● **TEXTE FOURNI**
----
5. L’activisme de l’ONU
Relativement absente de la guerre en Ukraine, hormis dans la recherche d’une solution dénoncée depuis par la Russie à l’exportation des céréales ukrainiennes, l’Organisation des Nations unies est très active dans la guerre entre Israël et le Hamas pour forcer la mise en place d’une assistance humanitaire durable à destination de la population civile gazaouie. Logique, c’est elle qui a pris à bras-le-corps depuis des années le sort des réfugiés palestiniens.
Son secrétaire général, António Guterres, multiplie les déclarations pour dénoncer la catastrophe qui se déroule dans le territoire palestinien. Le 5 novembre, une vingtaine de chefs d’agence des Nations unies et d’ONG partenaires, dont les directeurs de l’Unicef, de l’OMS ou du Programme alimentaire mondial, ont estimé que «trop, c’est trop» et ont appelé les différentes parties à respecter «toutes les obligations qui leur incombent en vertu du droit international humanitaire et des droits de l’homme». A coup sûr, c’est une certaine idée de la cohabitation entre communautés humaines qui est en jeu aujourd’hui dans la bande de Gaza et en Israël.
----
● **CONSIGNES À RÉALISER**
1. Renvoyez le passage du texte sur l'ONU allant de «Son secrétaire général, António» jusqu'à «et en Israël.».
2. Selon le texte sur l'ONU, à quelle date une vingtaine de chefs d'agence des Nations unies et d'ONG partenaires ont-ils estimé que «trop, c'est trop» ?
Le matériel n'est pas nécessaire ici.

● **MATÉRIEL FOURNI**
----
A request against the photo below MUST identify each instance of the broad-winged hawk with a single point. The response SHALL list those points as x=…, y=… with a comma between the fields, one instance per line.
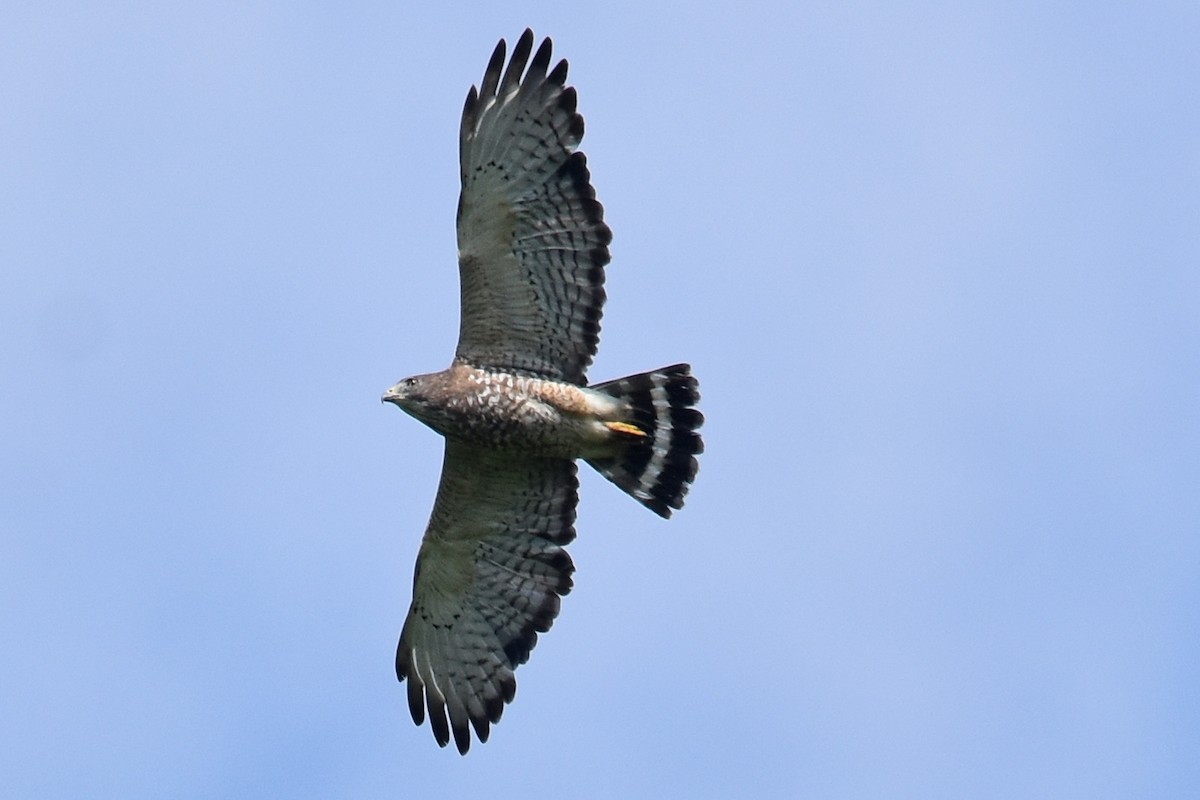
----
● **LISTE DES RÉPONSES**
1.
Son secrétaire général, António Guterres, multiplie les déclarations pour dénoncer la catastrophe qui se déroule dans le territoire palestinien. Le 5 novembre, une vingtaine de chefs d’agence des Nations unies et d’ONG partenaires, dont les directeurs de l’Unicef, de l’OMS ou du Programme alimentaire mondial, ont estimé que «trop, c’est trop» et ont appelé les différentes parties à respecter «toutes les obligations qui leur incombent en vertu du droit international humanitaire et des droits de l’homme». A coup sûr, c’est une certaine idée de la cohabitation entre communautés humaines qui est en jeu aujourd’hui dans la bande de Gaza et en Israël.

2. Le 5 novembre.